**Problems and tasks**:
(1) In the passage on MOS-type mode and phase-matching, list the three supermodes of the TWC by their labels.
(2) Condense the paragraph of the passage on MOS-type mode and phase-matching that begins "The MOS-type mode of the proposed horizontal MOS-capacitor" into a short bulleted list that keeps its main facts.
(3) Resume the passage on MOS-type mode and phase-matching, picking up right after its final sentence.

**Passage**:
☆ ☆ ☆ ☆

Variations of the carrier concentration in the ACLs with the applied voltage and ACL thickness, Wacc = 1.5, 5.0, and 10.0 nm, respectively at the wavelength of 1550 nm. The ENZ region is highlighted by the gray area under the ITO real-permittivity in between −1.0 and 1.0, corresponding to the carrier concentration in between Nc = 4.8 × 1020 and 8.135 × 1020 cm−3.

MOS-Type mode and phase-matching

The MOS-type mode of the proposed horizontal MOS-capacitor plays a key role in the silicon MSS. In this Section, the isolated modes of the silicon WGs, supermodes of the TWC, and MOS-type mode of the central MOS-capacitor are studied by using the full-vectorial finite element method (FV-FEM). The coupling length, Lc, is optimised according to the phase-matching condition at “OFF” state. The effective indices of the isolated silicon rib-WGs are calculated and shown in Fig. 5. The effective index of the quasi-TE0 mode of the input rib-WG with the size of h × W1 = 220 nm × 400 nm is calculated to be neff = 2.2989, denoted by a horizontal dashed-black line in Fig. 5. The phase-matched widths are chosen to be 860 nm and 1.32 μm for the quasi-TE1 and quasi-TE2 modes, respectively. In this case, the MSS for handling the quasi-TE0 and quasi-TE1 modes is considered as an example to explain the operation principle. But, even higher-order modes can also be handled based on the proposed mechanism.

Figure 5
figure 5

Variations of the effective index with the width of the silicon rib waveguide. Here, the heights of the slab and the silicon rib waveguide are set as hslab = 30 nm and h = 220 nm, respectively. The effective index of the input waveguide with size of 220 nm × 400 nm is calculated to be 2.2989 using FV-FEM, denoted by a horizontal dashed-black line.

Although the phase-matched widths of the input and bus WGs can be obtained based on the isolated mode-condition, that of the MOS-capacitor based central WG needs to be investigated based on the supermodes and phase-matching condition of the TWC at “OFF” state. The supermodes of the TWC are calculated by using the FV-FEM and the Poynting vector, Pz (x, y) field profiles of three supermodes for handling the quasi-TE0 and quasi-TE1 modes are shown in Fig. 6, denoted by the TE-A, TE-B, and TE-C, respectively. As stated earlier, the phase-matching condition should be satisfied at “OFF” state, while that at “ON” state should be destructed as much as possible. To meet the phase-matching condition of the TWC, the effective indices of three supermodes must satisfy the formula20: nA + nC = 2nB, where nA, nB, and nC are the effective indices of the TE-A, TE-B, and TE-C supermodes, respectively. Variations of the supermodes effective-indices with the width of the central silicon-section, Wsi are shown in Fig. 7. It can be noted that the effective index of the TE-B supermode almost keeps constant with the change of the Wsi, while those of the TE-A and TE-C supermodes are increased. It can be observed from Fig. 6 that the TE-B mode-field is only confined in the input and bus WGs, which cannot be influenced by the variation of the central WG. However, there are major mode-fields of both the TE-A and TE-C supermodes confined in the MOS-capacitor based central WG. Hence, the phase-condition of the TWC can be adjusted according to different carrier-concentrations inside the MOS-capacitor. It can also be noted from Fig. 7 that the phase-matched width can be changed from Wsi = 307.5 nm at “OFF” state to 316 and 291.7 nm for Nc = 1 × 1021 and 5.5 × 1020 cm−3 at “ON” state, respectively. In next Section, the carrier concentration will be optimised according to the performance of the optimal design at “ON” state.

☆ ☆ ☆ ☆

**Material shown**:
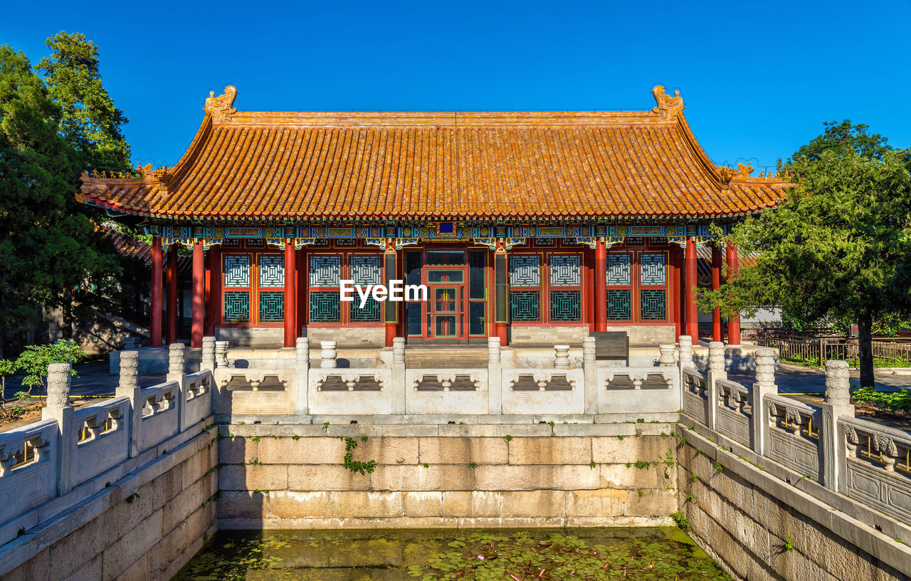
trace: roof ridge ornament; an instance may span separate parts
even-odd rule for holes
[[[674,91],[674,96],[670,97],[664,92],[663,87],[657,85],[651,89],[651,94],[658,104],[658,107],[651,110],[658,113],[658,118],[661,121],[673,121],[683,112],[683,97],[681,97],[680,91]]]
[[[234,105],[234,97],[237,97],[237,89],[229,85],[225,87],[224,95],[215,97],[215,91],[209,91],[206,97],[206,106],[202,107],[207,113],[211,113],[212,119],[219,123],[230,121],[230,117],[237,113]]]

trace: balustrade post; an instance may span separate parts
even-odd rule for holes
[[[174,343],[171,343],[174,344]],[[114,390],[115,397],[129,398],[129,418],[127,430],[129,433],[129,457],[139,453],[139,425],[142,422],[142,402],[139,401],[139,353],[125,351],[120,353],[120,381]]]
[[[310,341],[298,337],[294,341],[294,413],[302,415],[309,410],[307,383],[310,381]]]
[[[187,389],[187,352],[186,345],[183,343],[171,343],[168,346],[168,375],[167,382],[177,382],[177,424],[183,430],[184,409],[183,400]],[[199,419],[196,420],[197,422]],[[192,423],[192,422],[190,422]]]
[[[216,367],[230,367],[228,365],[228,346],[227,341],[215,341],[215,365]]]
[[[765,454],[765,442],[769,432],[769,422],[766,419],[768,408],[765,406],[766,393],[777,393],[775,385],[775,350],[761,347],[756,350],[756,380],[750,393],[751,431],[752,436],[752,451],[760,455]]]
[[[500,338],[487,338],[487,412],[503,413],[503,363],[500,361]]]
[[[134,352],[135,354],[135,352]],[[120,353],[123,356],[123,353]],[[72,365],[51,363],[47,366],[47,399],[41,410],[42,420],[54,420],[57,424],[56,442],[49,443],[56,457],[51,456],[50,492],[65,494],[72,488],[73,455],[76,453],[76,434],[73,433],[73,406],[69,403],[69,381]],[[72,438],[72,442],[70,442]],[[27,493],[27,491],[24,491]]]
[[[821,407],[819,459],[823,464],[823,484],[829,490],[847,494],[847,451],[838,427],[840,418],[855,415],[847,362],[825,362],[825,401]]]
[[[202,362],[200,363],[200,371],[204,369],[215,371],[215,337],[202,338]]]
[[[404,384],[404,337],[393,338],[392,382],[393,413],[404,414],[408,389]]]
[[[720,341],[713,341],[709,343],[709,373],[708,396],[709,396],[709,428],[715,430],[718,426],[718,406],[721,404],[721,390],[718,386],[718,380],[728,378],[727,372],[724,371],[724,343]]]
[[[336,357],[338,357],[339,352],[336,350],[338,343],[334,341],[320,341],[320,368],[321,369],[335,369],[339,366]]]
[[[598,362],[595,360],[594,337],[582,340],[582,373],[585,385],[585,413],[598,413]]]

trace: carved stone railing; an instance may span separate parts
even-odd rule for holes
[[[846,457],[839,492],[911,523],[911,433],[851,417],[838,428]]]
[[[780,395],[765,396],[768,439],[765,455],[802,475],[822,480],[819,454],[820,408]]]
[[[69,363],[48,367],[41,421],[0,433],[0,545],[200,433],[212,413],[212,372],[186,376],[183,346],[169,351],[167,381],[147,388],[137,352],[121,352],[115,396],[78,409]]]
[[[680,398],[680,373],[675,367],[598,369],[599,413],[676,412]]]
[[[312,369],[307,380],[311,413],[390,414],[392,370],[380,367]]]
[[[752,400],[750,388],[730,380],[716,380],[718,411],[715,429],[746,447],[752,446]]]
[[[295,369],[219,367],[213,373],[218,386],[215,409],[221,413],[293,413],[297,374]]]
[[[180,430],[180,384],[160,383],[139,390],[141,423],[139,449],[145,450],[171,437]]]
[[[504,369],[503,413],[584,413],[581,369]]]
[[[486,369],[405,371],[405,413],[481,414],[489,409]]]
[[[682,369],[683,413],[703,425],[709,423],[709,380],[695,368]]]
[[[0,523],[34,508],[57,494],[56,460],[57,423],[42,420],[0,433]],[[0,528],[0,543],[16,530]]]
[[[67,490],[129,457],[129,411],[128,398],[115,397],[73,413],[69,433],[63,434],[73,458]]]

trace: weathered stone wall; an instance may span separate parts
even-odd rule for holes
[[[691,535],[735,577],[909,578],[907,539],[898,542],[794,485],[821,488],[815,483],[789,484],[764,470],[762,458],[747,458],[754,465],[691,430],[678,433],[686,442],[678,447],[679,510]]]
[[[203,432],[21,535],[9,544],[17,546],[4,552],[0,576],[5,581],[170,579],[204,536],[215,532],[214,438],[214,429]],[[50,506],[49,514],[53,510]]]
[[[672,424],[222,429],[221,528],[655,525],[677,505]]]

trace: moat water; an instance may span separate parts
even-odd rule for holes
[[[221,531],[174,581],[730,580],[678,528]]]

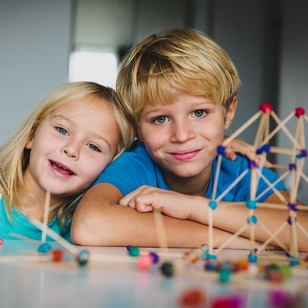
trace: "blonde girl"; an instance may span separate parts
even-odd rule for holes
[[[70,240],[78,201],[133,137],[111,88],[78,82],[56,89],[0,148],[0,238],[14,232],[40,240],[31,220],[42,219],[49,190],[48,225]]]

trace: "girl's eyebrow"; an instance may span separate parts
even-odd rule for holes
[[[73,120],[71,120],[71,119],[69,119],[68,118],[67,118],[66,117],[64,117],[64,116],[62,116],[62,114],[56,114],[56,116],[53,116],[53,117],[51,117],[51,119],[60,119],[61,120],[64,120],[66,121],[67,121],[69,123],[70,123],[71,125],[73,125],[75,121],[73,121]],[[110,143],[109,142],[109,141],[104,138],[103,137],[102,137],[101,136],[100,136],[99,134],[97,133],[97,132],[94,132],[94,131],[90,131],[90,133],[91,134],[91,136],[93,136],[94,138],[98,139],[100,139],[101,140],[102,140],[103,141],[104,141],[104,142],[105,142],[106,143],[107,143],[108,147],[109,148],[109,149],[111,149],[111,146],[110,144]]]

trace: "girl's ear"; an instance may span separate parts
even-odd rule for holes
[[[236,110],[236,107],[237,106],[237,98],[235,96],[233,98],[233,100],[230,104],[227,115],[226,116],[226,119],[225,120],[224,129],[227,129],[230,126],[230,124],[232,123],[234,116],[235,116],[235,111]]]
[[[33,145],[33,138],[32,138],[30,141],[28,141],[26,144],[25,148],[28,149],[28,150],[31,150],[32,149],[32,145]]]

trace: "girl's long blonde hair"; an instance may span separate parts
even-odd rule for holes
[[[90,95],[107,102],[114,115],[120,134],[114,158],[131,144],[133,139],[132,125],[122,101],[114,90],[88,82],[66,83],[59,87],[42,100],[23,125],[0,148],[0,185],[7,216],[10,220],[12,219],[12,208],[24,212],[18,205],[18,196],[23,186],[23,175],[29,164],[30,150],[25,148],[26,144],[34,137],[40,124],[53,110],[64,104]],[[50,210],[56,213],[61,226],[71,220],[75,206],[82,195],[51,207]]]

☆ ☆ ☆ ☆

**Responses for each task**:
(1) TE-A, TE-B, TE-C

(2)
- The MOS-type mode of the horizontal MOS-capacitor is central to the silicon MSS.
- FV-FEM is used to study the isolated modes of the silicon WGs, the supermodes of the TWC, and the MOS-type mode of the central MOS-capacitor.
- The coupling length, Lc, is optimised from the phase-matching condition at "OFF" state.
- The input rib-WG (h × W1 = 220 nm × 400 nm) has a quasi-TE0 effective index of neff = 2.2989.
- Phase-matched widths: 860 nm for the quasi-TE1 mode and 1.32 μm for the quasi-TE2 mode.
- The MSS handling the quasi-TE0 and quasi-TE1 modes serves as the example; higher-order modes can also be handled by the same mechanism.

(3)
Figure 6
figure 6

Supermode fields of the phase-matched triple-waveguide coupler based on the FV-FEM simulation. Poynting vector, Pz (x, y) field profiles of (a) TE-A, (b) TE-B, and (c) TE-C supermodes. Here, parameters for FV-FEM simulation: W1 = 400 nm, W2 = 860 nm, WITO = 50 nm, WHfO2 = 10 nm, Wsi = 307.5 nm, h = 220 nm, hslab = 30 nm, and g = 200 nm.

Figure 7
figure 7

Variations of the effective indices of the supermodes with the width of the central silicon-section, Wsi based on the FV-FEM simulation. The solid green, red, and blue lines are corresponding to the carrier concentrations of Nc = 1 × 1021, 1 × 1019, and 5.5 × 1020 cm−3 for two accumulation layers (Wacc = 1.5 nm), respectively.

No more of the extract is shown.